#### [WORK TASK]
Return all the entries below exactly, except for the images they hold.

[Stored items]
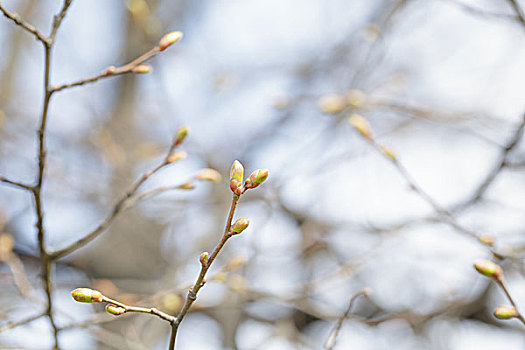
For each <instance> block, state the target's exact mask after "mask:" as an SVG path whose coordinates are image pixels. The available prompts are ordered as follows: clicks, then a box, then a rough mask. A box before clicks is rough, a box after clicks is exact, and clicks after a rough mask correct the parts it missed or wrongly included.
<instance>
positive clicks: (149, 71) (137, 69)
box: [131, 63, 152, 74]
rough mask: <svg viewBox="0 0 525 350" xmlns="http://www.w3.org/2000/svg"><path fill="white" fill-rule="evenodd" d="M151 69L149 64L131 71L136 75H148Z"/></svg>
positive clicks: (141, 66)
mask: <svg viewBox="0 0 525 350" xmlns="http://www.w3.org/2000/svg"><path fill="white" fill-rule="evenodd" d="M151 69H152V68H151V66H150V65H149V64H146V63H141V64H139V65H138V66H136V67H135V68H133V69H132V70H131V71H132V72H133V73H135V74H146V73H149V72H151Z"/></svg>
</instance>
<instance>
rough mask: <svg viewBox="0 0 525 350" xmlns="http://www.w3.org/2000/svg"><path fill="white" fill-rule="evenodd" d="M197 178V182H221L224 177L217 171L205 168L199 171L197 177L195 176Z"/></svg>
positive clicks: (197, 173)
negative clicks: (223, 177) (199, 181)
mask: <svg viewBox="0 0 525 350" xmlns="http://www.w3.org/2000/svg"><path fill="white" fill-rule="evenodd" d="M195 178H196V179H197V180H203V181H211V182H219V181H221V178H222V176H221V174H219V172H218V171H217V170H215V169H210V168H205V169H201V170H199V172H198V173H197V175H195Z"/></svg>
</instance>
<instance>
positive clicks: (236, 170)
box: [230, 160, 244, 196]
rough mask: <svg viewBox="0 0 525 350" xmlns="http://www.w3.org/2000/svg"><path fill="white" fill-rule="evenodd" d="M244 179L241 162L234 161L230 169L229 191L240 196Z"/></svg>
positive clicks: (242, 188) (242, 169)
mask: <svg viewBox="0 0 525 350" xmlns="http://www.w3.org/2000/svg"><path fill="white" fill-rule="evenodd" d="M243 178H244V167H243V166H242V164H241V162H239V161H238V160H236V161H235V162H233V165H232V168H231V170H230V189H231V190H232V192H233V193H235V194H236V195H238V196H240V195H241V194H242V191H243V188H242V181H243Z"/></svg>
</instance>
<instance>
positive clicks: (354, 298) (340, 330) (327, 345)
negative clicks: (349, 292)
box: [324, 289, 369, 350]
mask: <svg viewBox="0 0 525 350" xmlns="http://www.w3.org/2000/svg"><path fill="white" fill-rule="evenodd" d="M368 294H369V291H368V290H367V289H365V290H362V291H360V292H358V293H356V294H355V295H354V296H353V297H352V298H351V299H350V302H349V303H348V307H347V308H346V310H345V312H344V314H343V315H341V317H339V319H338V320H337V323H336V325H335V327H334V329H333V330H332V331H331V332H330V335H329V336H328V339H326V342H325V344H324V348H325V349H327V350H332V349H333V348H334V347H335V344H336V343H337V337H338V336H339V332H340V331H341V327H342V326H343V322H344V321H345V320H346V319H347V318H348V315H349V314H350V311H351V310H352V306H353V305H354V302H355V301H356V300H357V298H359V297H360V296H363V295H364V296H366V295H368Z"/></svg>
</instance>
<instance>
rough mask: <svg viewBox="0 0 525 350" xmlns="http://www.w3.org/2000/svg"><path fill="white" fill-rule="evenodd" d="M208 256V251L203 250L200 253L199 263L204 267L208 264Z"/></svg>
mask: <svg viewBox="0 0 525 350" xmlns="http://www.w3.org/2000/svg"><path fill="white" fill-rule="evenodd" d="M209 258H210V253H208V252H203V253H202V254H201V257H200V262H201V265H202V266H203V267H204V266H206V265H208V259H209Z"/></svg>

#### [TASK RESULT]
For each <instance> block, state the target's exact mask after "mask:" as an SVG path whose coordinates are image pixels. The available prompts are ordered as follows: clicks, then a box, then a rough mask. A box before clicks is rough, a box after clicks is exact, and clicks after a rough mask correct the parts it missed or wrongly included.
<instance>
positive clicks: (149, 71) (137, 69)
box: [131, 63, 152, 74]
rough mask: <svg viewBox="0 0 525 350" xmlns="http://www.w3.org/2000/svg"><path fill="white" fill-rule="evenodd" d="M151 69L149 64L131 71L136 75H148Z"/></svg>
positive clicks: (141, 66)
mask: <svg viewBox="0 0 525 350" xmlns="http://www.w3.org/2000/svg"><path fill="white" fill-rule="evenodd" d="M151 69H152V68H151V66H150V65H149V64H146V63H141V64H139V65H138V66H136V67H135V68H133V69H132V70H131V71H132V72H133V73H135V74H146V73H149V72H151Z"/></svg>
</instance>
<instance>
rough mask: <svg viewBox="0 0 525 350" xmlns="http://www.w3.org/2000/svg"><path fill="white" fill-rule="evenodd" d="M197 178V182H221L224 177L217 171L205 168L199 171L197 177L195 176Z"/></svg>
positive clicks: (197, 173)
negative clicks: (223, 177) (199, 181)
mask: <svg viewBox="0 0 525 350" xmlns="http://www.w3.org/2000/svg"><path fill="white" fill-rule="evenodd" d="M195 178H196V179H197V180H203V181H211V182H219V181H221V178H222V176H221V174H219V172H218V171H217V170H215V169H210V168H205V169H201V170H199V172H198V173H197V175H195Z"/></svg>
</instance>
<instance>
positive clicks: (236, 170)
box: [230, 160, 244, 196]
rough mask: <svg viewBox="0 0 525 350" xmlns="http://www.w3.org/2000/svg"><path fill="white" fill-rule="evenodd" d="M244 179L241 162L234 161L230 169L229 191L240 196Z"/></svg>
positive clicks: (242, 188) (242, 169)
mask: <svg viewBox="0 0 525 350" xmlns="http://www.w3.org/2000/svg"><path fill="white" fill-rule="evenodd" d="M243 178H244V167H243V166H242V164H241V162H239V161H238V160H236V161H235V162H233V165H232V168H231V170H230V189H231V190H232V192H233V193H235V194H236V195H238V196H240V195H241V194H242V191H243V188H242V181H243Z"/></svg>
</instance>
<instance>
positive clicks: (354, 298) (340, 330) (327, 345)
negative clicks: (349, 292)
box: [324, 289, 369, 350]
mask: <svg viewBox="0 0 525 350" xmlns="http://www.w3.org/2000/svg"><path fill="white" fill-rule="evenodd" d="M368 294H369V291H368V290H367V289H365V290H362V291H360V292H358V293H356V294H355V295H354V296H353V297H352V298H351V299H350V302H349V303H348V307H347V308H346V310H345V312H344V314H343V315H341V317H339V319H338V320H337V323H336V325H335V327H334V329H333V330H332V331H331V332H330V335H329V336H328V339H326V342H325V344H324V348H325V349H327V350H332V349H333V348H334V347H335V344H336V343H337V337H338V336H339V332H340V331H341V327H342V326H343V322H344V321H345V320H346V319H347V318H348V315H349V314H350V311H351V310H352V306H353V305H354V302H355V301H356V300H357V298H359V297H360V296H363V295H364V296H366V295H368Z"/></svg>
</instance>
<instance>
rough mask: <svg viewBox="0 0 525 350" xmlns="http://www.w3.org/2000/svg"><path fill="white" fill-rule="evenodd" d="M208 256V251L203 250L200 253L199 263L204 267L208 264Z"/></svg>
mask: <svg viewBox="0 0 525 350" xmlns="http://www.w3.org/2000/svg"><path fill="white" fill-rule="evenodd" d="M209 258H210V253H208V252H203V253H202V254H201V257H200V262H201V265H202V266H203V267H204V266H206V265H208V259H209Z"/></svg>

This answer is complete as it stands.